» DOCUMENT TEXT:
********************

There’s 2 times in which you can run the defer block and its drop_important_buffer(…) call.

before the function returns and before important_func_needs_buffer(…);
or, before the function returns but after important_func_needs_buffer(…).

The problem becomes immediately apparent, here: if the defer runs before the expression in the return statement (before important_func_needs_buffer(…)), then you actually drop the buffer before the function has a chance to use it. That’s a one-way ticket to a use-after-free, or other extremely security-negative shenanigans. So, the only logical and plausible choice is to run the second option, which is that the defer block runs after the return expression is evaluated but before we leave the function itself.

********************

» RECORDS PROVIDED:

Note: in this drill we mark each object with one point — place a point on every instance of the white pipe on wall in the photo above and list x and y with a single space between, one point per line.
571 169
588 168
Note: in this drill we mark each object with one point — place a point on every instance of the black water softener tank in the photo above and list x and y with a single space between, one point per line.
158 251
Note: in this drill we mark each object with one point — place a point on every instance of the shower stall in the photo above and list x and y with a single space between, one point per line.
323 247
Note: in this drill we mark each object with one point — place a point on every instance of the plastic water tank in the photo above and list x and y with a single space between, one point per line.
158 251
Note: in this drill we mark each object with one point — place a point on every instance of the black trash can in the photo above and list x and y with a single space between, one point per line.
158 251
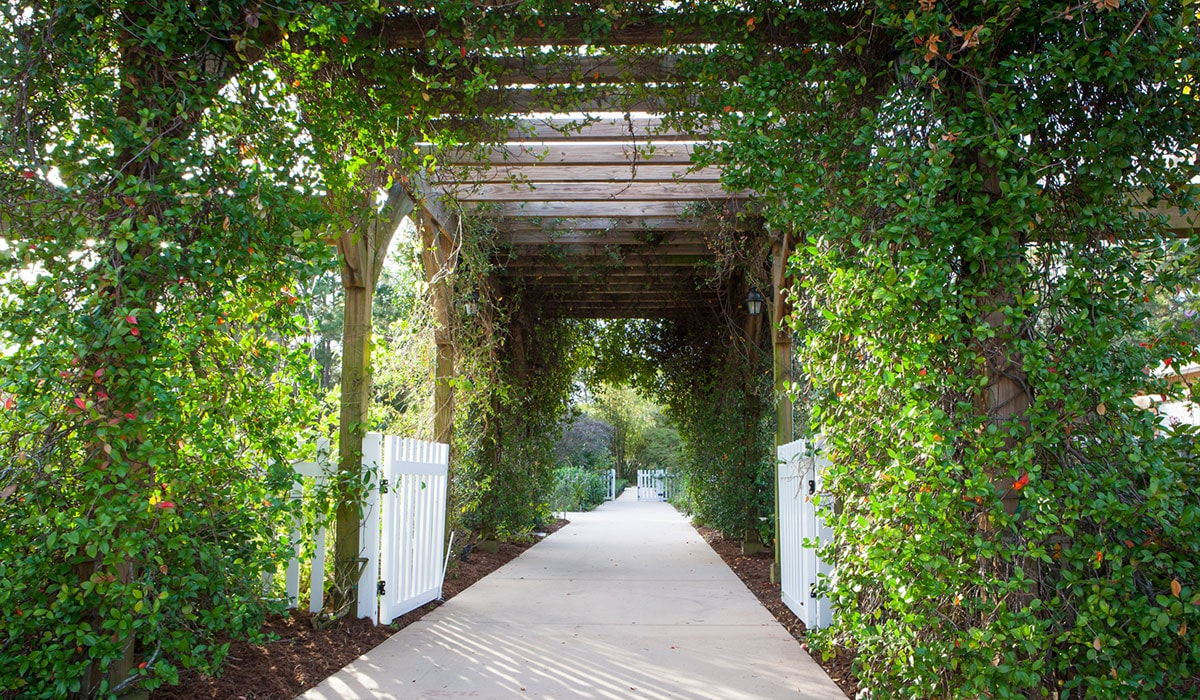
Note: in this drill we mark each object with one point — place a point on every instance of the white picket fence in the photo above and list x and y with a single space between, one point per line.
802 501
655 485
402 537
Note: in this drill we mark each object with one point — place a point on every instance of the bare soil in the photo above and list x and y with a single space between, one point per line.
755 573
300 657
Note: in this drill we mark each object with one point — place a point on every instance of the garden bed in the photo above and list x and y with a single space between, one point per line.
301 657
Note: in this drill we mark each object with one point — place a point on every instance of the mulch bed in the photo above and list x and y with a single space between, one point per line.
300 657
755 573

********************

» EXERCISES TO COMPLETE:
A - Rewrite the passage on defer blocks from "before the function returns and" through "the function itself.", changing "shenanigans" to "mischief".
B - Extend the passage on when a defer block runs by writing what comes after its last sentence.

» ANSWERS:
A -
before the function returns and before important_func_needs_buffer(…);
or, before the function returns but after important_func_needs_buffer(…).

The problem becomes immediately apparent, here: if the defer runs before the expression in the return statement (before important_func_needs_buffer(…)), then you actually drop the buffer before the function has a chance to use it. That’s a one-way ticket to a use-after-free, or other extremely security-negative mischief. So, the only logical and plausible choice is to run the second option, which is that the defer block runs after the return expression is evaluated but before we leave the function itself.

B -
This does frustrate some people, who want to use defer as a last-minute “return value change” like so:

int main (int argc, char* argv[]) {
	int val = 0;
	int* p_val = &val;
	defer {
		if ((argc % 2) == 0) {
			*p_val = 30;
		}
	}
	return val; // returns 0, not 30, even if argc is e.g. 2
}

But I value much more highly compatibility with existing practice (both __try/__finally and __attribute__((cleanup(…))))), compatibility with C++ destructors, and avoiding the absolute security nightmare. If someone wants to evaluate the return expression but still modify the value, they can write a paper or submit feedback to implementations that they want defer { if (whatever) { return ...; } } to be a thing. That way, such a behavior is formalized. And, again, even if I don’t personally want to write code like this or see code like this, there’s still a detectable, tangible, completely well-defined behavior for what happens if a return is evaluated in a defer. This is also not nearly as complex as e.g. Go’s defer, because the defer TS uses a translation-time scoped defer.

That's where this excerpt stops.